======== Provided information ========

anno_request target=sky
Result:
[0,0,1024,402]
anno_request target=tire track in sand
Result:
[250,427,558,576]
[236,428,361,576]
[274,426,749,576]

========

_Problem to work on_
Rewrite the items above, changing "Result" to "Output" wherever it occurs and leaving everything else as it is.

_Response_
anno_request target=sky
Output:
[0,0,1024,402]
anno_request target=tire track in sand
Output:
[250,427,558,576]
[236,428,361,576]
[274,426,749,576]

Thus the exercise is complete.